Entries for labeling bounding boxes:

========================================

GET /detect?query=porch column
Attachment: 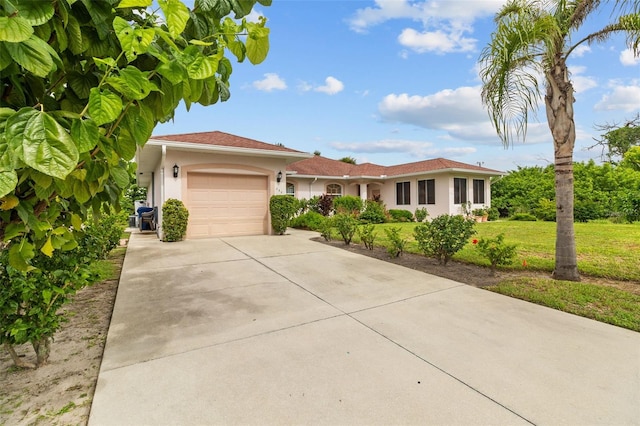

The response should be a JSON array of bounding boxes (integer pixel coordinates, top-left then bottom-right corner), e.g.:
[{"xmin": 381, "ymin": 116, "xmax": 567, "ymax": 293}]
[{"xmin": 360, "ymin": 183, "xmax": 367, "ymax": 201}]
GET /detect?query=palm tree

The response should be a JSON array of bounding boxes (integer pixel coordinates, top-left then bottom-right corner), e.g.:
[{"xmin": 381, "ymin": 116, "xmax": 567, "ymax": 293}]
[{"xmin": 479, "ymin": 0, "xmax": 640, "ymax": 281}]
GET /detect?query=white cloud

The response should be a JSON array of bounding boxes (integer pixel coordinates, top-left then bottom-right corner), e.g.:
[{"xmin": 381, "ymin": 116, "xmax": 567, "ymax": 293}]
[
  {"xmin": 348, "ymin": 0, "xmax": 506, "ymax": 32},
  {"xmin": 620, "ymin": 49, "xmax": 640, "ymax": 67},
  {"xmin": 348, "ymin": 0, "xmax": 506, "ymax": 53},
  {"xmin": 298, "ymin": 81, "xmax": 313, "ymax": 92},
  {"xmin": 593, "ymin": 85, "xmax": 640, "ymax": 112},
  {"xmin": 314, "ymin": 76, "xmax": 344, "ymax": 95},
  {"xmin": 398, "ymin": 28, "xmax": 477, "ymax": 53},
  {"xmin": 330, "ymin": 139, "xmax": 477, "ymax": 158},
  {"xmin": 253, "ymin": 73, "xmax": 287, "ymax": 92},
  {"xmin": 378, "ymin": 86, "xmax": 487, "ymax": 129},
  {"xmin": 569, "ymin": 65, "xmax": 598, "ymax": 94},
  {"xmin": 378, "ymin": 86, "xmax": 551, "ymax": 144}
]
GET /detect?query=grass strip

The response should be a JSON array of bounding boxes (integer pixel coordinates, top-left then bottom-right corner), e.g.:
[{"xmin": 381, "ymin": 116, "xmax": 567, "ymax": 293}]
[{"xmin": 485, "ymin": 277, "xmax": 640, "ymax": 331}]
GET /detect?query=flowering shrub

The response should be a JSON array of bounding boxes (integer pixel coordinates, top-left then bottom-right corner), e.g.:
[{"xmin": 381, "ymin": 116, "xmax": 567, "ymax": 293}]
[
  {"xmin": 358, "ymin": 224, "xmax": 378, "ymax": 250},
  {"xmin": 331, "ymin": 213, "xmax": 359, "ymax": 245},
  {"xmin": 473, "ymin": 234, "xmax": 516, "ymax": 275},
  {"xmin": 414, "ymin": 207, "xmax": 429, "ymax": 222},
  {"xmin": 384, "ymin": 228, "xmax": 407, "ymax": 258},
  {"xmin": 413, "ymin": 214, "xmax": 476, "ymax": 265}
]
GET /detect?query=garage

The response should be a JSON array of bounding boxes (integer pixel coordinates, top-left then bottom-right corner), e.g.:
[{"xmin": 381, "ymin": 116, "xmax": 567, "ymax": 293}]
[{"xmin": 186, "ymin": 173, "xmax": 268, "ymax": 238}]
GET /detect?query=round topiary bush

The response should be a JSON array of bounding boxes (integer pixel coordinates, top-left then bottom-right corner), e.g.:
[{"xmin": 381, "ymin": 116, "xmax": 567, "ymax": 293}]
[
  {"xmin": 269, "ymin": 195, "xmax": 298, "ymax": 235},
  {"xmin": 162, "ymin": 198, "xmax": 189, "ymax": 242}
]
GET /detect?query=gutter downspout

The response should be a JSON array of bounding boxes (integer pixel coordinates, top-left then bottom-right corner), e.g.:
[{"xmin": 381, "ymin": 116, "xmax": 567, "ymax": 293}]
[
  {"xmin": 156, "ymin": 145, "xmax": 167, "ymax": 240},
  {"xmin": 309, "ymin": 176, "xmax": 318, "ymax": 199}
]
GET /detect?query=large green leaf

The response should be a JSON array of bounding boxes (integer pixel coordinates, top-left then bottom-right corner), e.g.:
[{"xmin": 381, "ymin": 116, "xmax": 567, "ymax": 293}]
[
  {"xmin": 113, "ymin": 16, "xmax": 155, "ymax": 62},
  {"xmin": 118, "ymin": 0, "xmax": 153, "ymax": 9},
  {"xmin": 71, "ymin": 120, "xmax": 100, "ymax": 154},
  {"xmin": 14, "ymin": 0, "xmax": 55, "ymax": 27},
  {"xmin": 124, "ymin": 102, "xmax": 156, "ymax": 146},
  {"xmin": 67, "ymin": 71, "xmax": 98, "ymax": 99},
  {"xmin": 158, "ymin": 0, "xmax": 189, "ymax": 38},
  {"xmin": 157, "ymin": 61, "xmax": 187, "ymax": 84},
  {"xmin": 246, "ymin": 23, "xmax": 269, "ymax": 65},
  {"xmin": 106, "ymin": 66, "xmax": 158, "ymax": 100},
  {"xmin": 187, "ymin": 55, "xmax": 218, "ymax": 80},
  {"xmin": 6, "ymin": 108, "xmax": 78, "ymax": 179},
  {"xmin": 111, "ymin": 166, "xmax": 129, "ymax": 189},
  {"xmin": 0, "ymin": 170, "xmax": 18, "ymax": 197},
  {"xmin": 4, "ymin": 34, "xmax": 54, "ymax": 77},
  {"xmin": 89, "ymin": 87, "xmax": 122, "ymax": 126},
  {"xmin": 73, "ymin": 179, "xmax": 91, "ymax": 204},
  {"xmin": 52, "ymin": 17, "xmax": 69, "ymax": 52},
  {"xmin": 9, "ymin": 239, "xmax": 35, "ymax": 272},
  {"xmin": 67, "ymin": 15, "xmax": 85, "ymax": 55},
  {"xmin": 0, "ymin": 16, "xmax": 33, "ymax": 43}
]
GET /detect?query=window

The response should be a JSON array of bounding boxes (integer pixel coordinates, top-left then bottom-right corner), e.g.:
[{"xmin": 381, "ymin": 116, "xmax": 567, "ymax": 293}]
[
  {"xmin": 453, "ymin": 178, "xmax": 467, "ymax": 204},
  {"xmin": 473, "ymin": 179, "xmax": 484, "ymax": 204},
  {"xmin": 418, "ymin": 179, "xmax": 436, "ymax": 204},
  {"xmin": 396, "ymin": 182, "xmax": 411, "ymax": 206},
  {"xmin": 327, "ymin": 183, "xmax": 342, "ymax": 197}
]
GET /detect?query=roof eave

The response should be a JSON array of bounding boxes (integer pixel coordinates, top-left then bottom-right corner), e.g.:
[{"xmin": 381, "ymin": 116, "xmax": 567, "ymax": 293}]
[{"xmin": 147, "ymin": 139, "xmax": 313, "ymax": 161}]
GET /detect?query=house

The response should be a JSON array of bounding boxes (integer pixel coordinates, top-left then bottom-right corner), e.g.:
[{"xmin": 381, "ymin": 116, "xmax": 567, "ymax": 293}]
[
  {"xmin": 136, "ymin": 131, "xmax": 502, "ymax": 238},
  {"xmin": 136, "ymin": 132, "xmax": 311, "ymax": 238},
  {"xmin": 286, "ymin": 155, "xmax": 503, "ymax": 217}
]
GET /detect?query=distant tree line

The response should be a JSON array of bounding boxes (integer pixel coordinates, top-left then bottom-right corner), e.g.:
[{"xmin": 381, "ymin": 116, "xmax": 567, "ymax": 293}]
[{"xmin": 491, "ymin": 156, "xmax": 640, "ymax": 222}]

========================================

Problem details: Could you repeat, in full, the part that opens with the line containing "GET /detect?query=distant tree line" and closes at the end of the lines, rescaling only the bounding box coordinates in the answer by 1.8 and rounding each result to a whole number with halves going up, while the sample coordinates stay unchanged?

Finished exercise:
GET /detect?query=distant tree line

The response should be a JSON array of bounding boxes (integer pixel coordinates, top-left then bottom-right corner), e.g.:
[{"xmin": 381, "ymin": 116, "xmax": 567, "ymax": 293}]
[{"xmin": 884, "ymin": 281, "xmax": 1152, "ymax": 400}]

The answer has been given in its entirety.